_What is being asked_
Please reproduce every line of the records below word for word, leaving out the pictures.

_Record excerpts_
-- -- --

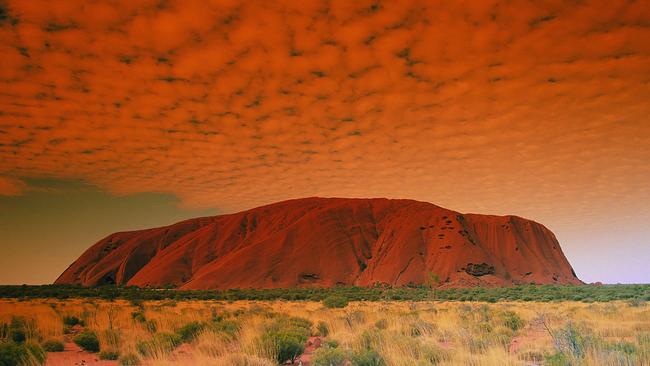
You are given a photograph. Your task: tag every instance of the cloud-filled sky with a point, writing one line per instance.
(534, 108)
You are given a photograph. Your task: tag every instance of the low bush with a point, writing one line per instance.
(160, 343)
(512, 320)
(367, 358)
(189, 331)
(129, 360)
(335, 301)
(53, 345)
(230, 328)
(381, 324)
(18, 329)
(287, 336)
(138, 316)
(15, 354)
(71, 321)
(109, 355)
(87, 340)
(329, 357)
(323, 329)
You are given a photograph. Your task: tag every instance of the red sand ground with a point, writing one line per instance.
(325, 242)
(73, 356)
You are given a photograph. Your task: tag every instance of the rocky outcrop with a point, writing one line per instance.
(328, 242)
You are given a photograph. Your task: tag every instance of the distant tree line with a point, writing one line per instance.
(544, 293)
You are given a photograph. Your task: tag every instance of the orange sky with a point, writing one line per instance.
(539, 109)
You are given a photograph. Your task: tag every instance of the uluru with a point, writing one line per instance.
(324, 242)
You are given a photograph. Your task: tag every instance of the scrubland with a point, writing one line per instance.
(260, 333)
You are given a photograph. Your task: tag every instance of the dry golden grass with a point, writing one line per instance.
(403, 333)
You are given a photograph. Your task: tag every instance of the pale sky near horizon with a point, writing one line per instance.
(125, 115)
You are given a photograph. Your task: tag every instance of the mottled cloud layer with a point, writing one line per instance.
(533, 108)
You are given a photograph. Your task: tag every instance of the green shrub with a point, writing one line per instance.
(35, 353)
(189, 331)
(335, 301)
(18, 329)
(108, 355)
(434, 355)
(53, 345)
(512, 320)
(129, 360)
(71, 321)
(381, 324)
(229, 328)
(557, 359)
(323, 329)
(570, 342)
(287, 336)
(87, 340)
(12, 354)
(329, 357)
(367, 358)
(138, 316)
(330, 343)
(420, 327)
(150, 325)
(161, 342)
(15, 354)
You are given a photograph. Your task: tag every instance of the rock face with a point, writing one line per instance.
(327, 242)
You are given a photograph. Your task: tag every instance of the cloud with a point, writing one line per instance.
(11, 186)
(521, 107)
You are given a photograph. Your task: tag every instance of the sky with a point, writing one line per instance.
(119, 115)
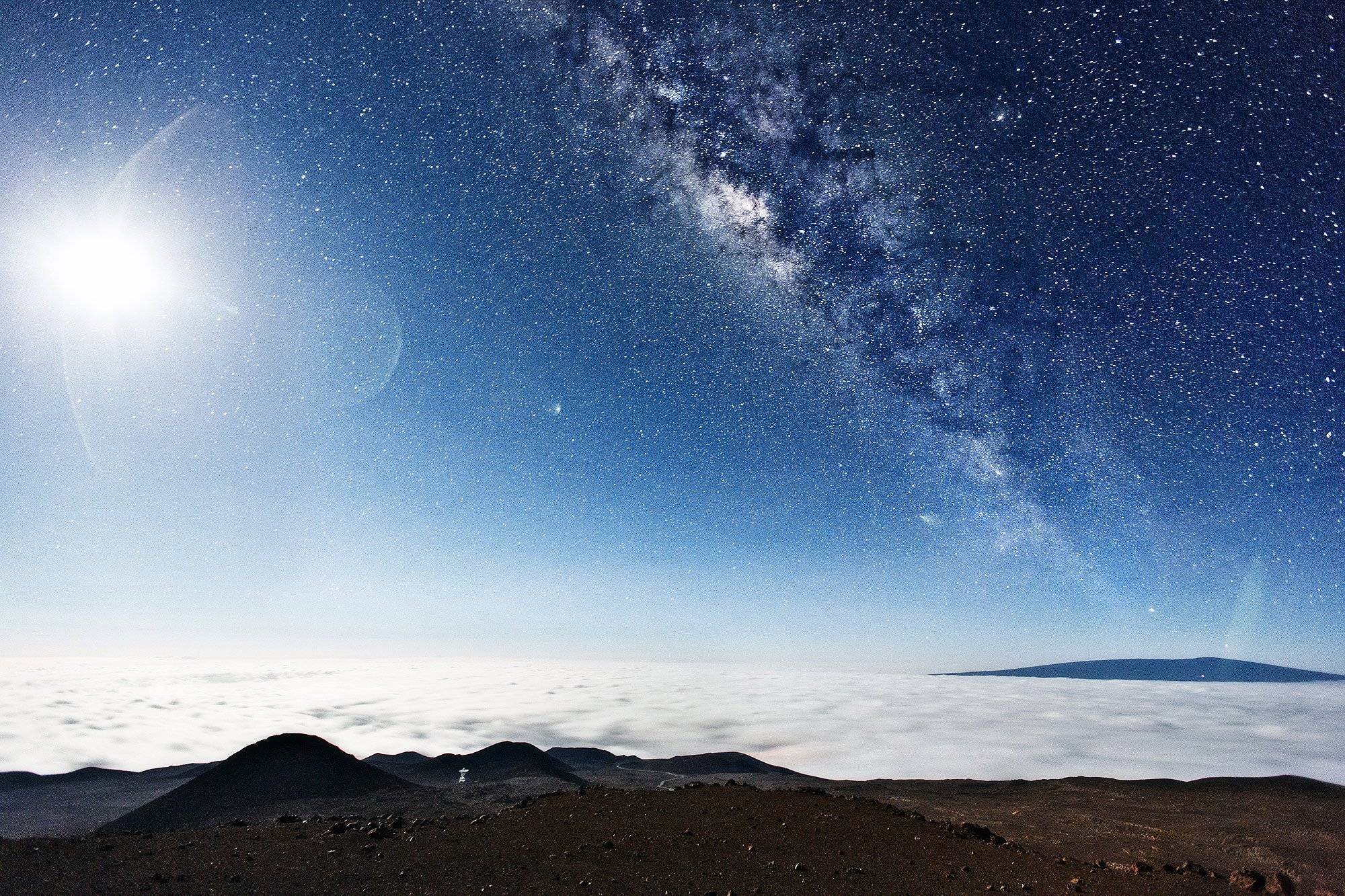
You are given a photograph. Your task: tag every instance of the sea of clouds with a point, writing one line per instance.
(67, 713)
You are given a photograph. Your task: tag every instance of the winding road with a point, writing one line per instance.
(662, 784)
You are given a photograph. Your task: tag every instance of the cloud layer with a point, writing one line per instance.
(67, 713)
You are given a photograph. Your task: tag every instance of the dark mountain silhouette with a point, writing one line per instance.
(391, 762)
(278, 770)
(498, 762)
(1198, 669)
(728, 763)
(590, 756)
(79, 802)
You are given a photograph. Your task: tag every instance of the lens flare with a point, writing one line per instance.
(108, 270)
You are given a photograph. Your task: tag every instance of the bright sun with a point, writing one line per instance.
(107, 270)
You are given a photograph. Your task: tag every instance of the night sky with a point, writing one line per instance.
(919, 334)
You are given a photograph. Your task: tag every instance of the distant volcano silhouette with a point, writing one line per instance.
(590, 756)
(730, 763)
(498, 762)
(272, 771)
(1198, 669)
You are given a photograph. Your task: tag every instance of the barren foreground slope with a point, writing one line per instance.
(699, 840)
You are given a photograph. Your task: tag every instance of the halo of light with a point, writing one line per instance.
(107, 270)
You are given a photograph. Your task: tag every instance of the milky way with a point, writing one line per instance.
(992, 327)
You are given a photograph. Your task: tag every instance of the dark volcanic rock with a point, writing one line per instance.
(272, 771)
(498, 762)
(590, 756)
(392, 762)
(1198, 669)
(598, 842)
(730, 763)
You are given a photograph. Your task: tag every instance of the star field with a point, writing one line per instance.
(1005, 321)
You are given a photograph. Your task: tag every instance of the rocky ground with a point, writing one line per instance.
(697, 840)
(1288, 826)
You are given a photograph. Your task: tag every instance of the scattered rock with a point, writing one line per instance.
(1247, 879)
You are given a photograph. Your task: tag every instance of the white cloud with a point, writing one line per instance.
(843, 724)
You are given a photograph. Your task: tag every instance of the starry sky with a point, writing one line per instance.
(925, 335)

-- -- --

_Response to this exercise_
You are given a photograph. Your task: tag every instance of the cloud-filled sky with a point, writing one line per instance.
(534, 108)
You are given a photograph. Your task: tag every instance of the low bush with a point, writing one line per instance.
(160, 343)
(512, 320)
(367, 358)
(189, 331)
(129, 360)
(335, 301)
(53, 345)
(230, 328)
(381, 324)
(18, 329)
(287, 336)
(138, 316)
(15, 354)
(71, 321)
(109, 355)
(87, 340)
(329, 357)
(323, 329)
You are given a photograph. Your task: tag every instance of the red sand ground with a point, writing one line per instance.
(325, 242)
(73, 356)
You are given a photograph. Your task: tag every instance of the rocky outcrop with a point, writing one line per instance.
(328, 242)
You are given a photograph. Your task: tag every instance of the distant tree line with a point, writing one line per instance.
(544, 293)
You are given a photograph. Your task: tag every instance of the orange sky with a point, writing one line per instance.
(539, 109)
You are given a photograph. Your task: tag every instance of the uluru with a point, writing one line per instance.
(324, 242)
You are given a photograph. Your task: tag every instance of the scrubland with a point, writing one line per instance.
(260, 333)
You are given a photograph. Your task: tag every instance of the dry golden grass with a point, writing one line per instance.
(403, 333)
You are given a photograph. Your task: tag every instance of the pale sky near horizon with a point, writing one line per instance.
(125, 115)
You are given a photograph. Your task: tag every instance of the mottled cloud layer with a point, writing one line per instance.
(533, 108)
You are given a photograph. Your task: tag every instance of the green shrub with a point, writing one line per instance.
(35, 353)
(189, 331)
(335, 301)
(18, 329)
(108, 355)
(434, 355)
(53, 345)
(512, 320)
(129, 360)
(71, 321)
(381, 324)
(229, 328)
(557, 359)
(323, 329)
(570, 342)
(287, 336)
(87, 340)
(12, 354)
(329, 357)
(367, 358)
(138, 316)
(330, 343)
(420, 327)
(150, 325)
(161, 342)
(15, 354)
You are given a photograph. Your task: tag every instance of the rock face with a point, writing one line per instance.
(327, 242)
You are given a photograph. Your task: tag every instance of the cloud with a point, writing one line per instance.
(11, 186)
(521, 107)
You are given a photograph. Your task: tag every instance of the sky with a point, writing one line per instance.
(119, 115)
You are given a photograph. Your task: tag every instance of the sea of clouds with a point, writing one line per instance.
(67, 713)
You are given a photograph. Your task: tag every instance of the winding road with a point, writing one line per instance.
(662, 784)
You are given a photograph. Your task: tag every instance of the cloud layer with a point, writing one line per instance.
(67, 713)
You are given a photograph. Your task: tag every instance of the dark mountain silhouette with a point, writing one line per instance.
(391, 762)
(278, 770)
(498, 762)
(1198, 669)
(728, 763)
(590, 756)
(79, 802)
You are given a photograph. Your task: tag every instance of the lens flare with a point, writing one line per instance.
(108, 270)
You are given a photograph. Your task: tag every instance of the bright sun with a point, writing one line per instance.
(107, 270)
You are given a photograph. Your task: tag every instance of the night sky with a point, writing one line per instance.
(919, 334)
You are given a photograph. Your task: tag every instance of the distant volcano silhouette with a point, writing one line per instance.
(590, 756)
(730, 763)
(498, 762)
(272, 771)
(1198, 669)
You are given a photograph. Your task: tag every instance of the barren foreground slope with a point, writing one line per instance.
(699, 840)
You are given a photograph. Your task: tag every instance of the halo of light with a point, writing one line per instance.
(107, 270)
You are given a photograph. Your task: tag every instance of the milky way with a point, writing one line per instance.
(992, 327)
You are given a photograph. Your task: tag every instance of the dark volcanic rock with a point, writing one line per instance.
(272, 771)
(498, 762)
(590, 756)
(392, 762)
(1198, 669)
(598, 842)
(730, 763)
You are given a photograph. Your task: tag every instance of the star field with a point, writing one line per instance.
(1005, 321)
You are given a photograph. Your task: tag every instance of the rocky ground with a point, writing one line per instance.
(697, 840)
(1288, 826)
You are given a photograph. Your task: tag every instance of the scattered rock with a point, writing one line per instance.
(1247, 879)
You are given a photograph. Your task: tag every instance of the white cloud with a point, writing one line per instance.
(843, 724)
You are given a photograph. Your task: tag every instance of the starry sky with a point, writing one line per instance.
(925, 335)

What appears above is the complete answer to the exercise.